What is being asked ▸ Reproduce word for word the part of the pirate radio passage that begins with the words containing "The catch is" and ends with "to be decided.".

>> Start Text block

The several thousand unapproved, pirate radio stations operating in the U.S. won a Pyrrhic victory in July when the Federal Communication Commission agreed to license hundreds of the low power broadcasting operations, many which feature anarchist, punk, black, and community programming.
The catch is that the FCC will demand that licensed frequencies broadcast a certain number of hours a week. Also, about half of the applications for licensing have come from right-wing, fundamentalist churches.
Operating a radio station other than a few hours a week, day after day, is a daunting prospect, and although some radical stations have had a notable impact on local struggles and community building, most of them probably have listenerships no more than in the high two digits. Whether such an intensive undertaking that will be demanded by the government is worth the low audience numbers will have to be decided.

>> End Text block
>> Start Dataset rows

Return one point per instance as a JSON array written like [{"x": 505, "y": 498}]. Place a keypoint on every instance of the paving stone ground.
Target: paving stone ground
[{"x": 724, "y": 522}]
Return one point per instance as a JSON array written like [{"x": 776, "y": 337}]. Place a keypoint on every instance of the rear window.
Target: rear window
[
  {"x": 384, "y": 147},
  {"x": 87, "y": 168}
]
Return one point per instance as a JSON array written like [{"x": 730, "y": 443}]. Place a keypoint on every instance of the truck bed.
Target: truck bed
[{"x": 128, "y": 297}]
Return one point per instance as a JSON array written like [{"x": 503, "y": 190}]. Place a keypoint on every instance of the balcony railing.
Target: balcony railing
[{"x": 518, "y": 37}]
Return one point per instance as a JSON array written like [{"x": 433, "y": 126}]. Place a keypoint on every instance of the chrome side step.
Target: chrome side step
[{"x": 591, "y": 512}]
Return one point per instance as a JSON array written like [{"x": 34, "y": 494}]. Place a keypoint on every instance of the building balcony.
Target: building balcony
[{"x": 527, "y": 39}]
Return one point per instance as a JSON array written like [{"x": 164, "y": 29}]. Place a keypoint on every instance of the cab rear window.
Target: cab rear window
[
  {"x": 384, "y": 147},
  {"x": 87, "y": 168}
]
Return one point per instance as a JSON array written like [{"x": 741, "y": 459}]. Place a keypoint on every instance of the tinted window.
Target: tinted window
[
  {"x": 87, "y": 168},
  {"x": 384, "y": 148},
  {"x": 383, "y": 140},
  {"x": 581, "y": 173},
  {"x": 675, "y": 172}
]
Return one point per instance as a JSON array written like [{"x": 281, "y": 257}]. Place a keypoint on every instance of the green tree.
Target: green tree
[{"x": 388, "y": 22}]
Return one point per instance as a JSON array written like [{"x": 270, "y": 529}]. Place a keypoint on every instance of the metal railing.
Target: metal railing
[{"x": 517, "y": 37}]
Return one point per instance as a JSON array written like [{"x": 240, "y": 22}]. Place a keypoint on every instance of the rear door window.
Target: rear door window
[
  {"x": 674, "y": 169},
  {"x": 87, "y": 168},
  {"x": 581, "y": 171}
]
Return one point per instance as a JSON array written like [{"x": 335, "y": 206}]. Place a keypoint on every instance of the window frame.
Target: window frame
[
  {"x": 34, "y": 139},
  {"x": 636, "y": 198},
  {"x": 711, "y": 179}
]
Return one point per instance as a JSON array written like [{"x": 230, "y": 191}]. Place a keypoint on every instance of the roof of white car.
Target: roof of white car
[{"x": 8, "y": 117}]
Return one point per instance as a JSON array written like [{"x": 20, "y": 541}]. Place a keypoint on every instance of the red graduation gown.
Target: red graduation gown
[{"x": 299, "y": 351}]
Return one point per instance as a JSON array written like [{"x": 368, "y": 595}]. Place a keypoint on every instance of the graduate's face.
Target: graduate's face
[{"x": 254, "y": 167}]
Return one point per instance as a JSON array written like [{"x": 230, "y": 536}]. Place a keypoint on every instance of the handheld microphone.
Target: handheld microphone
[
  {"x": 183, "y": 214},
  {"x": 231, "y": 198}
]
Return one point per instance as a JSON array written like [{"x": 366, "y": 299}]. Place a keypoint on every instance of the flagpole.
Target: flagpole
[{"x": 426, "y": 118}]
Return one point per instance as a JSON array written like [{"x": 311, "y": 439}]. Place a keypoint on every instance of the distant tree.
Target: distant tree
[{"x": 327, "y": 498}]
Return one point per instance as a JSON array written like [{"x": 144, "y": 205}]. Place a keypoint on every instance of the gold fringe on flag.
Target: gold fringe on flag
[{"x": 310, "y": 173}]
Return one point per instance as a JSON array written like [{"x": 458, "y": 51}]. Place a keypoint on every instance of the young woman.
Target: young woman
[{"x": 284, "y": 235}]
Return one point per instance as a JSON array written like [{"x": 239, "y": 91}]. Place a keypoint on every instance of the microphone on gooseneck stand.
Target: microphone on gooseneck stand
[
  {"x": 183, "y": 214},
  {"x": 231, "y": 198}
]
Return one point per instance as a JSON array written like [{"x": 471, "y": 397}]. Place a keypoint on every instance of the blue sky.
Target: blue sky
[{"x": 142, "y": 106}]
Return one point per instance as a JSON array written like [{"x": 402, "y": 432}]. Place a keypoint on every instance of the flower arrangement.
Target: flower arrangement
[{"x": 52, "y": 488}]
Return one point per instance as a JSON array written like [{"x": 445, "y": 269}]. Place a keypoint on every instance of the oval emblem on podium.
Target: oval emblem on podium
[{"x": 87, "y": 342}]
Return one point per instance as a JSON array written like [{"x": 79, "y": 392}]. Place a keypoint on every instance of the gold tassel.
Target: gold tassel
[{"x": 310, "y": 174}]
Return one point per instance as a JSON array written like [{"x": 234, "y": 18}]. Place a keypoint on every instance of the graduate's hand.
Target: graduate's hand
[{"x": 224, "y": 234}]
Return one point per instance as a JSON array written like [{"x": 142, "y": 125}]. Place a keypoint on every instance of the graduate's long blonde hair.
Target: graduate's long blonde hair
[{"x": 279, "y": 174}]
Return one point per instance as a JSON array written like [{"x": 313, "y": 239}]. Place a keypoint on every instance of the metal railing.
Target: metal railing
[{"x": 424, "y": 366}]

>> End Dataset rows

Answer to this task ▸
The catch is that the FCC will demand that licensed frequencies broadcast a certain number of hours a week. Also, about half of the applications for licensing have come from right-wing, fundamentalist churches.
Operating a radio station other than a few hours a week, day after day, is a daunting prospect, and although some radical stations have had a notable impact on local struggles and community building, most of them probably have listenerships no more than in the high two digits. Whether such an intensive undertaking that will be demanded by the government is worth the low audience numbers will have to be decided.